• **Task data**
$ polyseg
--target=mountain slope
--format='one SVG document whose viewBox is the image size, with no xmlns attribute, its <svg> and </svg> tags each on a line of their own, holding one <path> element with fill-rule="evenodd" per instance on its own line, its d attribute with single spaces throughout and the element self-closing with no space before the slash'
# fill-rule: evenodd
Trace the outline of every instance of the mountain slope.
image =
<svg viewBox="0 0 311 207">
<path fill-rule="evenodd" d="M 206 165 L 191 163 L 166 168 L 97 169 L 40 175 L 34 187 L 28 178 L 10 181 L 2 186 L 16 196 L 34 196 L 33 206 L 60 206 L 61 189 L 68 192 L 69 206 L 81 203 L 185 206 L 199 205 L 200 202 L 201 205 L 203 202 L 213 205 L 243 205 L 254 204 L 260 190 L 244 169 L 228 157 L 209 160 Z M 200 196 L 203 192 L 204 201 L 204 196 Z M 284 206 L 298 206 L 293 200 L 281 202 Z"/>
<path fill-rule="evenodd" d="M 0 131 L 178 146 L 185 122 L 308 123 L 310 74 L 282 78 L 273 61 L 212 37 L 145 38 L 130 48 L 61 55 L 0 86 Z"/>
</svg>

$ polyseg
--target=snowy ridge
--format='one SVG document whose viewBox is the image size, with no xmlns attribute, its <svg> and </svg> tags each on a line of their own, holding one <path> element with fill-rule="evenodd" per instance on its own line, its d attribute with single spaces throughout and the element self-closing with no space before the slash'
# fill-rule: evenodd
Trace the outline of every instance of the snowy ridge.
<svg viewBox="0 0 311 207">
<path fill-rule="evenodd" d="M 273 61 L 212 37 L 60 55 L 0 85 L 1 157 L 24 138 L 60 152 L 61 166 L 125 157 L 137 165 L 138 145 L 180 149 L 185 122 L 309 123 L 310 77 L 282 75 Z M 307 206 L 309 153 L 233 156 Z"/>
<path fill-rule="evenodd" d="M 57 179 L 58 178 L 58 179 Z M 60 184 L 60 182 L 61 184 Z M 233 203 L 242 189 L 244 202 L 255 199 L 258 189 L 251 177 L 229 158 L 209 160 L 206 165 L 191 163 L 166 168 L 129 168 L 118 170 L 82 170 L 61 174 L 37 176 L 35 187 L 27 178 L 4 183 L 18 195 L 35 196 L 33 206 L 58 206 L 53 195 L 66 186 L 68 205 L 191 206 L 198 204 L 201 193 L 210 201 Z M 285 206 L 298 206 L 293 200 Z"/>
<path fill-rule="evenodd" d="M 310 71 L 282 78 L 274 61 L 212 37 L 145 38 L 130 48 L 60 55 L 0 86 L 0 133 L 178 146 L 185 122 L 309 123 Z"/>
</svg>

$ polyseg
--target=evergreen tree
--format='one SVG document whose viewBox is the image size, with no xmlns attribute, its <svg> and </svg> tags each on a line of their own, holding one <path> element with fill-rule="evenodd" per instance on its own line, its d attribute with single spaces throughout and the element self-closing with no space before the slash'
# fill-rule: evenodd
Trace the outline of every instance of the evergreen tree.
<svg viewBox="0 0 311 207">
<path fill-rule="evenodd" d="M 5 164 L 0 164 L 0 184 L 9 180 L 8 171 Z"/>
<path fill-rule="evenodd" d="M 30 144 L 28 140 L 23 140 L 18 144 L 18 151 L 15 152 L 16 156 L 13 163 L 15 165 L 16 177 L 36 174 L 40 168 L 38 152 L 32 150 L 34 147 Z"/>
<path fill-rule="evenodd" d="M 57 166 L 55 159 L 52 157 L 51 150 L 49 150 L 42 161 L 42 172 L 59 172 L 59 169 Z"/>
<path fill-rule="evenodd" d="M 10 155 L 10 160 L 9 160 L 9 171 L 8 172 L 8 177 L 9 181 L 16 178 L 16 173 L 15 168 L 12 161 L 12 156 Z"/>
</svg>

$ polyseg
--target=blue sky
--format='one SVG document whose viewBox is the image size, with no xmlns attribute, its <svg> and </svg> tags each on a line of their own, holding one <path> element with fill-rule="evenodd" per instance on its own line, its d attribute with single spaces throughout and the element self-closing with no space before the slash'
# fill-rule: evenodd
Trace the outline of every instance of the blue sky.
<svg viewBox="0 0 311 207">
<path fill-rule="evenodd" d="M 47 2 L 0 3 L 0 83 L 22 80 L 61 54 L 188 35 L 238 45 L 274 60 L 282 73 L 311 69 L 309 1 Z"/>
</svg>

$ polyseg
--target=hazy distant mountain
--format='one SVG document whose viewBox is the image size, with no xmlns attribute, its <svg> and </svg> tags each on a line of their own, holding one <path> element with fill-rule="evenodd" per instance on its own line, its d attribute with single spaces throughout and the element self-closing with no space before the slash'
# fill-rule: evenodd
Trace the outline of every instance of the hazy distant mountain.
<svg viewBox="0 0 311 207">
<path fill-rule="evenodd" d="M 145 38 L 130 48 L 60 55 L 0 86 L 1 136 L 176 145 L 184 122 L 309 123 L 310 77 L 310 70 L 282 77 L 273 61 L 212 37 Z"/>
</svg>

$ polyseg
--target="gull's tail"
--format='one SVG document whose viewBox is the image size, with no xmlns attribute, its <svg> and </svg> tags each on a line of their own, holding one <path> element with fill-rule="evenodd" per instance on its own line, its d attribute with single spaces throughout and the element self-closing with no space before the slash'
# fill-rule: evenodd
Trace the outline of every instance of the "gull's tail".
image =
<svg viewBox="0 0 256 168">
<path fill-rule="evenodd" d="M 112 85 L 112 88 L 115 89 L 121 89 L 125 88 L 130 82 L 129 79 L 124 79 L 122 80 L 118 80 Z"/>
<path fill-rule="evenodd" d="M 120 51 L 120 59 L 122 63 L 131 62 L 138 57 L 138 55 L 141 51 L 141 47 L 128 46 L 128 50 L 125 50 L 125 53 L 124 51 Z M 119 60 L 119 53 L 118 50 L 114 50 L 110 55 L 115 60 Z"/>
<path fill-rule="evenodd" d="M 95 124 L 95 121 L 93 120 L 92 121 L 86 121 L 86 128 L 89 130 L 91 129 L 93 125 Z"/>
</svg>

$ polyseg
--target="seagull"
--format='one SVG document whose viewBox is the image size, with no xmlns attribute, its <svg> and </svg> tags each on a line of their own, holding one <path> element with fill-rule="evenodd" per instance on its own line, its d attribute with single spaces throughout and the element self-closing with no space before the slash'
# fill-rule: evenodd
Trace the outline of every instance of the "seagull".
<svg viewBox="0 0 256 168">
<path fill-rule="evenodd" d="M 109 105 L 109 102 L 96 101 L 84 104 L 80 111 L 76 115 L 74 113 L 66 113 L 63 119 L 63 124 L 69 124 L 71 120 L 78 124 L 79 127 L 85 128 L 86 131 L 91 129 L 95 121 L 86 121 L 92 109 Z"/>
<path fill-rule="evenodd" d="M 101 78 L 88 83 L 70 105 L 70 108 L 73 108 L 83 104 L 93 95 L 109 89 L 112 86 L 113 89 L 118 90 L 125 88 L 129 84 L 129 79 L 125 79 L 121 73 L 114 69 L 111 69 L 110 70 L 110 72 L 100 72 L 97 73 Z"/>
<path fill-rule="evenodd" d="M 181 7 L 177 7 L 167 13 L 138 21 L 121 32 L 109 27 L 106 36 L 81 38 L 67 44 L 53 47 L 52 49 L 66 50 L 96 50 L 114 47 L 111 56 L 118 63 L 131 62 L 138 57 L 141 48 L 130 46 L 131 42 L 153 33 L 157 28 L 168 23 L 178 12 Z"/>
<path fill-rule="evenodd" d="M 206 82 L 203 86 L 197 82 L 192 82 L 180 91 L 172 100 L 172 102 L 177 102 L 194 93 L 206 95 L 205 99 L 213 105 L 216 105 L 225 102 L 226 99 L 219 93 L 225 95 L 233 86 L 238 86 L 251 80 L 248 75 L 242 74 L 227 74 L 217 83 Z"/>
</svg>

• **Instruction**
Pick out each line of the items above that contains the string "seagull", treating uppercase and lowercase letters as distinct.

• **Final answer**
--target="seagull"
Trace the outline of every instance of the "seagull".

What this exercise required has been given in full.